• The request: Rewrite the records from the line containing "Report the location of each instance of the car tire" through the line containing "x=467, y=114", renaming "car tire" as "vehicle wheel" and leaving everything else unchanged. Return only those lines.

* * *

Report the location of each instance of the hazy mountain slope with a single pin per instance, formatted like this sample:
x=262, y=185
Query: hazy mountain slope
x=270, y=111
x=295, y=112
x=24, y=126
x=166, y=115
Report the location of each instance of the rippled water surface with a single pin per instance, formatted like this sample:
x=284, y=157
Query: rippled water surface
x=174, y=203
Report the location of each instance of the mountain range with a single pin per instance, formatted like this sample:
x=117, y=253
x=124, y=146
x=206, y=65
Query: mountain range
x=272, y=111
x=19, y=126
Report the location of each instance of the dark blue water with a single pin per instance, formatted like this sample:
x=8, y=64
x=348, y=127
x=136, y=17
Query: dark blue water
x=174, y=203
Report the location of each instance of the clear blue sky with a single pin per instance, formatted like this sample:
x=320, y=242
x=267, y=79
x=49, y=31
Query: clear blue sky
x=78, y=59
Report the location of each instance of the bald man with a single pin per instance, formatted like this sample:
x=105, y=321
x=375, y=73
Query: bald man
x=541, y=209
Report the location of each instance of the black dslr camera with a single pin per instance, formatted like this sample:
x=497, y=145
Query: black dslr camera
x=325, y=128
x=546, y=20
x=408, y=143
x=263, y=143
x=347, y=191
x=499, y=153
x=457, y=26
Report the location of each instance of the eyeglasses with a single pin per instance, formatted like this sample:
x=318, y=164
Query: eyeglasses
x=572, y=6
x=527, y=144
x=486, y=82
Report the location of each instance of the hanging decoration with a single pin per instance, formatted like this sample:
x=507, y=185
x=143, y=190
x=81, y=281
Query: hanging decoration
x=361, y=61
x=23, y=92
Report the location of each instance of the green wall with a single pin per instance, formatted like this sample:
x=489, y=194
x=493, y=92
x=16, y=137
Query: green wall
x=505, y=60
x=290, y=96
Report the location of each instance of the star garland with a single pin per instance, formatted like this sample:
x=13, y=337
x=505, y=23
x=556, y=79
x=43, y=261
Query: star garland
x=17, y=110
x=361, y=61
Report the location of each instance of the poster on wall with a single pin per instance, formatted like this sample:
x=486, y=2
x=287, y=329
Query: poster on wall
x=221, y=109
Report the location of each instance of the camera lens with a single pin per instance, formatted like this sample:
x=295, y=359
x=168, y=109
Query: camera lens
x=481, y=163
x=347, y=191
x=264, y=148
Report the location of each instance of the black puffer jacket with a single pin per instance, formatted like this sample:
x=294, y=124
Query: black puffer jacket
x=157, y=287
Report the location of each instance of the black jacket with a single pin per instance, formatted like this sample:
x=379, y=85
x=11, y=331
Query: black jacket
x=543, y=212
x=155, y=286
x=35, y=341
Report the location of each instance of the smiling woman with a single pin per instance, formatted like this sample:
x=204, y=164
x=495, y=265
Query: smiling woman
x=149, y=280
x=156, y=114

* * *

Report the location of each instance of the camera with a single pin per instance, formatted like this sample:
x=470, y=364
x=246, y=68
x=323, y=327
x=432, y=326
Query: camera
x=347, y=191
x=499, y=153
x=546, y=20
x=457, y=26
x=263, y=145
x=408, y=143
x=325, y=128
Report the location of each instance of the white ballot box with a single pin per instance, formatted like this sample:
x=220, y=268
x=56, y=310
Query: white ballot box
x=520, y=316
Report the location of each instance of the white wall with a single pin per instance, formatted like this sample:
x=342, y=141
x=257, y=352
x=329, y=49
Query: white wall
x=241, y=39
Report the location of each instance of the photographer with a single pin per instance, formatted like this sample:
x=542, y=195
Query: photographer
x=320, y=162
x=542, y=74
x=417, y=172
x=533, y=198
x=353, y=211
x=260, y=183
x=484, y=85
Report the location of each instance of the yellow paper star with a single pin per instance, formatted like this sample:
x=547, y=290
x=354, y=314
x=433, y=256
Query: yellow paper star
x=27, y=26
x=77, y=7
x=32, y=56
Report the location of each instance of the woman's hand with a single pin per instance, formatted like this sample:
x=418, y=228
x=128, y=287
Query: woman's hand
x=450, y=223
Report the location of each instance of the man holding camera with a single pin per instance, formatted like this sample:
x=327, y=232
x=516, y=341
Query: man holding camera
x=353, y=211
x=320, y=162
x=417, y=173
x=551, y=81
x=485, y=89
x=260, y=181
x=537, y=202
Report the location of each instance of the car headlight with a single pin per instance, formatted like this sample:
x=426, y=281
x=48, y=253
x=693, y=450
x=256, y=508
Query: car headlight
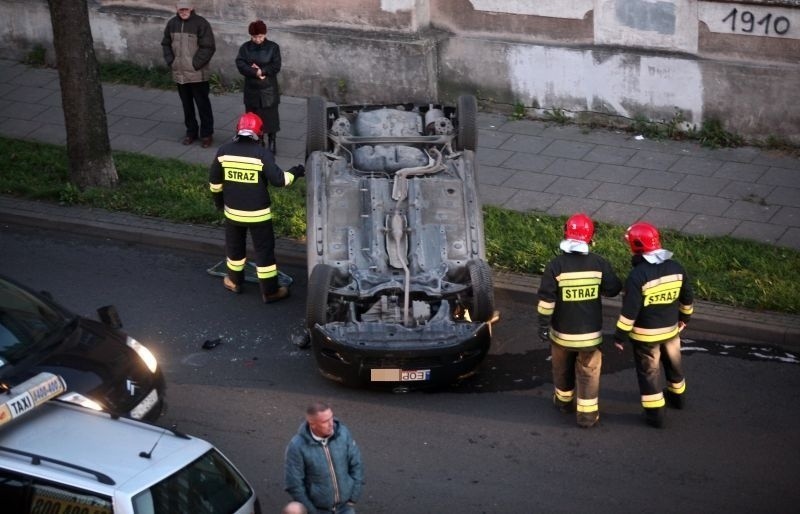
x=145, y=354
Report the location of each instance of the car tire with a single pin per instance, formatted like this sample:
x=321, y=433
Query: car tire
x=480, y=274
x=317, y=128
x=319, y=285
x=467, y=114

* * *

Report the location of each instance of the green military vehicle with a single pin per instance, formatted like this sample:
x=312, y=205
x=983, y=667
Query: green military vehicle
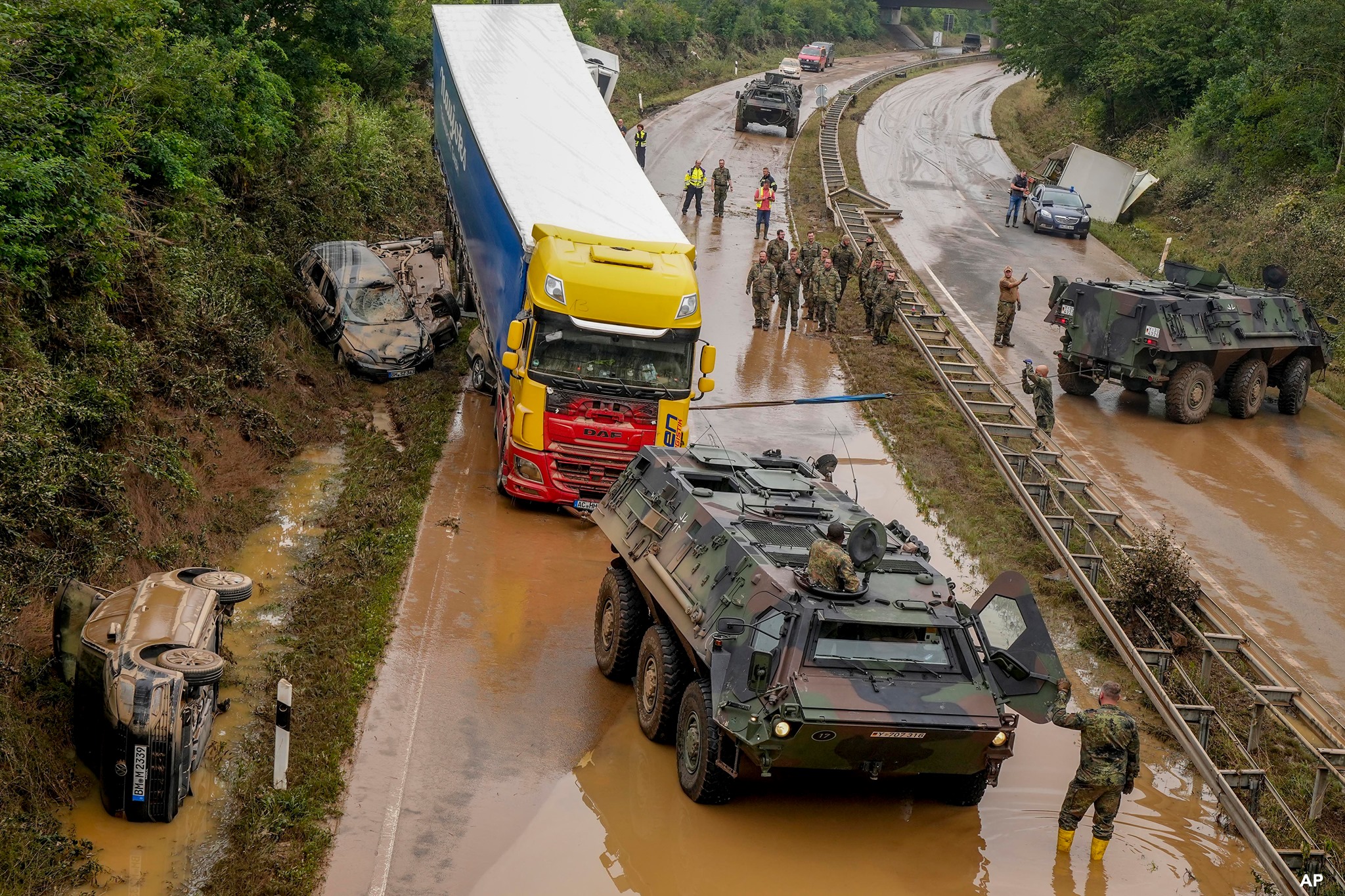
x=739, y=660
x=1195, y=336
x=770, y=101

* * *

• Solution:
Report the location of each instance of the vehicle wheel with a single pin per instance, formatted like this sample:
x=321, y=433
Query: vehicle wheel
x=480, y=274
x=317, y=128
x=319, y=285
x=467, y=114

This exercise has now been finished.